Required task | Convert each line of the items below into a JSON array of strings, one string per line, omitting any blank lines.

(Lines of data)
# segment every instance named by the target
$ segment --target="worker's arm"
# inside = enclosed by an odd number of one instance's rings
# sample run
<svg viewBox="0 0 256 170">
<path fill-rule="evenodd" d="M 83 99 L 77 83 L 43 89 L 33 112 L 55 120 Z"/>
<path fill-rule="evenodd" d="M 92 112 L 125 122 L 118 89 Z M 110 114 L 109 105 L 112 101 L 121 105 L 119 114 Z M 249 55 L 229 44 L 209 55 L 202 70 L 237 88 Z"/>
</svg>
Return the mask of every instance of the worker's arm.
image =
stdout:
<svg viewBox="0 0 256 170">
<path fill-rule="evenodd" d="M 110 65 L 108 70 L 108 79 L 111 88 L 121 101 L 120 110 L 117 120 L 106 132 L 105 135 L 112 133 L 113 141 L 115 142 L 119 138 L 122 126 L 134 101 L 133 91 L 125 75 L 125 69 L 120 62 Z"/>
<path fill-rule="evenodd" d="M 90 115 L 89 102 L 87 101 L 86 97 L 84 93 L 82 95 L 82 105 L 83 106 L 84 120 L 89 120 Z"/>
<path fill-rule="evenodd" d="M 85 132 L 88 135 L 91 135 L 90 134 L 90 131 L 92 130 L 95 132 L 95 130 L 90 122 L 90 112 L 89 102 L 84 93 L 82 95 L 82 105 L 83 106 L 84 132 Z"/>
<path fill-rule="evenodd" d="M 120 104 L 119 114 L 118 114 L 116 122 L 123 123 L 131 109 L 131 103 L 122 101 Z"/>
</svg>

Result for this exercise |
[
  "# segment every instance named by the target",
  "$ segment --target=\"worker's arm\"",
  "# inside = enclosed by an odd number of one instance's rings",
  "# sample run",
  "<svg viewBox=\"0 0 256 170\">",
  "<path fill-rule=\"evenodd\" d=\"M 83 99 L 77 83 L 43 89 L 33 112 L 55 120 Z\"/>",
  "<path fill-rule=\"evenodd\" d=\"M 92 112 L 125 122 L 118 89 Z M 110 114 L 109 105 L 112 101 L 121 105 L 119 114 Z M 249 55 L 229 44 L 209 55 L 202 70 L 237 88 Z\"/>",
  "</svg>",
  "Return the mask of every instance of the worker's arm.",
  "image =",
  "stdout:",
  "<svg viewBox=\"0 0 256 170\">",
  "<path fill-rule=\"evenodd\" d=\"M 110 65 L 108 70 L 108 79 L 111 88 L 121 101 L 120 110 L 117 120 L 106 132 L 105 135 L 112 133 L 113 141 L 115 142 L 119 138 L 122 126 L 134 101 L 133 91 L 125 75 L 125 69 L 120 62 Z\"/>",
  "<path fill-rule=\"evenodd\" d=\"M 90 115 L 89 102 L 87 101 L 86 97 L 84 93 L 82 95 L 82 105 L 83 106 L 84 120 L 89 120 Z\"/>",
  "<path fill-rule=\"evenodd\" d=\"M 85 132 L 88 135 L 91 135 L 90 134 L 90 131 L 92 130 L 95 132 L 95 130 L 90 122 L 90 112 L 89 102 L 84 93 L 82 95 L 82 105 L 83 106 L 84 132 Z\"/>",
  "<path fill-rule=\"evenodd\" d=\"M 120 104 L 119 114 L 118 114 L 116 122 L 123 123 L 131 109 L 131 103 L 122 101 Z\"/>",
  "</svg>"
]